Excerpted records:

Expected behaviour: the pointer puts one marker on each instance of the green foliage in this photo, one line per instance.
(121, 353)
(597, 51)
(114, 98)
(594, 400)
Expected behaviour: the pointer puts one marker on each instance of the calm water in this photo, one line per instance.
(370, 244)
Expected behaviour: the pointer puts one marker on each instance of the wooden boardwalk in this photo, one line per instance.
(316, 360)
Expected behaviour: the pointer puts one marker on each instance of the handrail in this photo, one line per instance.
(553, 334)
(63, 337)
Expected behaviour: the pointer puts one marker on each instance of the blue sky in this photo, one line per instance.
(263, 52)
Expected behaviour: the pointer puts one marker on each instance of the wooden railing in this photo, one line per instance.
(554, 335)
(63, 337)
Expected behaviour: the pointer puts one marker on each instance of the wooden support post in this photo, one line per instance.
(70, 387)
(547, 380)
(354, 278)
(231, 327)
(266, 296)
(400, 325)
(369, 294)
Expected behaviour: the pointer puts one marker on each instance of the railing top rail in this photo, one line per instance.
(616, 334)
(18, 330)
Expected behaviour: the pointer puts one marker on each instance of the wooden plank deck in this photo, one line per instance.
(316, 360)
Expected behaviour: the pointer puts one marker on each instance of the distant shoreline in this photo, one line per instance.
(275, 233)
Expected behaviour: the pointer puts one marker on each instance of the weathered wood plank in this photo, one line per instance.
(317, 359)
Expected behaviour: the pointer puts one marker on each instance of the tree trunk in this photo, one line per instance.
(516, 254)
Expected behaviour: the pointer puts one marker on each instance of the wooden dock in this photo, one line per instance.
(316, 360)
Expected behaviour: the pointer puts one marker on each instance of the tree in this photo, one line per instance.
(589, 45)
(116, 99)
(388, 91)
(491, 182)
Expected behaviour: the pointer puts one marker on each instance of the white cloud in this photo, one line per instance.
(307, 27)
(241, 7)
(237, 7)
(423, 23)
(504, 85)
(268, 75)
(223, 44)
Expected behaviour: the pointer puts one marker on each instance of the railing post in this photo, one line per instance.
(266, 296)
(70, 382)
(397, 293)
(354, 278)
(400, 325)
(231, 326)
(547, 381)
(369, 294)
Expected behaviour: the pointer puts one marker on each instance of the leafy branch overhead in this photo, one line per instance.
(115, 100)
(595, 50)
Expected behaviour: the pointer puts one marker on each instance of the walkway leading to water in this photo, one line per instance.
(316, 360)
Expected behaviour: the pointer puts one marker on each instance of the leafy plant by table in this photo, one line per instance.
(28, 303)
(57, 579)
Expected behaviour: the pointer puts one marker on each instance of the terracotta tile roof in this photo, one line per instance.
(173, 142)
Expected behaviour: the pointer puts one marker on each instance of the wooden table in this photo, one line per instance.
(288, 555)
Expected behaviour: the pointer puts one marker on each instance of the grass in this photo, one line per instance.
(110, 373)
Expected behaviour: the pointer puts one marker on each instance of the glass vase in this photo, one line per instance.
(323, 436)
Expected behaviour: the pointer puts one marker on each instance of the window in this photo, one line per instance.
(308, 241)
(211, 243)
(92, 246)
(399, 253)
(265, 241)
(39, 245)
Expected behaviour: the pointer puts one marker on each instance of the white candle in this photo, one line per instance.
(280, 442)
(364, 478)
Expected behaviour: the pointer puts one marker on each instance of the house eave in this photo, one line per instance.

Exercise directions: The data above must be reproduced in full, exactly as given.

Task answer:
Expected behaviour: the pointer puts one marker on each instance of the green foliage in this photo, one line per instance.
(121, 353)
(597, 51)
(114, 98)
(594, 400)
Expected behaviour: the pointer puts one marker on each instance of the calm water in this photo, one line per instance.
(370, 244)
Expected behaviour: the pointer puts one marker on each instance of the wooden boardwalk in this photo, one line per instance.
(316, 360)
Expected behaviour: the pointer puts one marker on each instance of the handrail in this photo, one line per instance.
(553, 334)
(63, 337)
Expected behaviour: the pointer puts one marker on each instance of the blue sky in this photo, one line per instance.
(263, 52)
Expected behaviour: the pointer puts one marker on each instance of the wooden railing in this photo, one line per instance.
(554, 335)
(63, 337)
Expected behaviour: the pointer puts one marker on each instance of the wooden support post in this photo, one line per instance.
(70, 387)
(547, 380)
(354, 278)
(231, 327)
(266, 296)
(400, 325)
(369, 294)
Expected behaviour: the pointer puts one marker on each instance of the railing top rail in this photo, one line per instance.
(616, 334)
(18, 330)
Expected behaviour: the pointer puts one marker on each instance of the wooden plank deck in this photo, one line per instance.
(316, 360)
Expected behaviour: the pointer puts one marker on each instance of the distant shoreline in this photo, one line per instance.
(275, 233)
Expected behaviour: the pointer puts one marker on each instance of the weathered wood plank in this photo, one line per instance.
(317, 359)
Expected behaviour: the pointer puts one marker on each instance of the tree trunk in this photo, one line per instance.
(516, 254)
Expected behaviour: the pointer puts one marker on each instance of the wooden dock in this photo, one line per instance.
(316, 360)
Expected behaviour: the pointer puts one marker on each instance of the tree in this photo, one line per instance.
(589, 45)
(116, 99)
(388, 91)
(491, 182)
Expected behaviour: the pointer puts one marker on each instance of the white cloud in this photo, one line per instance.
(307, 27)
(241, 7)
(237, 7)
(423, 23)
(504, 85)
(268, 75)
(223, 44)
Expected behaviour: the pointer puts one marker on each instance of the railing post in this photo, one line per instance.
(266, 296)
(70, 382)
(397, 293)
(354, 278)
(400, 325)
(231, 326)
(547, 381)
(369, 294)
Expected behaviour: the pointer puts one marker on each instance of the leafy branch overhead in this photo, one line per instance.
(115, 100)
(595, 50)
Expected behaviour: the pointer puts one marker on each instance of the walkway leading to water in this photo, one line per instance.
(316, 360)
Expected behaviour: the pointer puts one marker on each instance of the leafy plant by table in this photo, one line per instance.
(28, 303)
(57, 579)
Expected behaviour: the pointer puts one marker on each instance of the terracotta tile roof in this photo, one line per instance.
(173, 142)
Expected behaviour: the pointer puts one marker on each instance of the wooden table in this photo, one line per instance.
(288, 555)
Expected behaviour: the pointer puts one marker on each instance of the grass in this photo, one line per instance.
(110, 373)
Expected behaviour: the pointer puts one marker on each instance of the glass vase in this photo, one line per instance.
(323, 436)
Expected behaviour: the pointer puts one marker on each instance of the window in this photo, one line per instance.
(308, 241)
(211, 243)
(92, 246)
(399, 253)
(265, 241)
(39, 245)
Expected behaviour: the pointer puts one marker on each instance of the white candle in this photo, one line per instance.
(280, 442)
(364, 478)
Expected behaviour: the pointer puts one marker on each instance of the house eave in this photo, one line per instance.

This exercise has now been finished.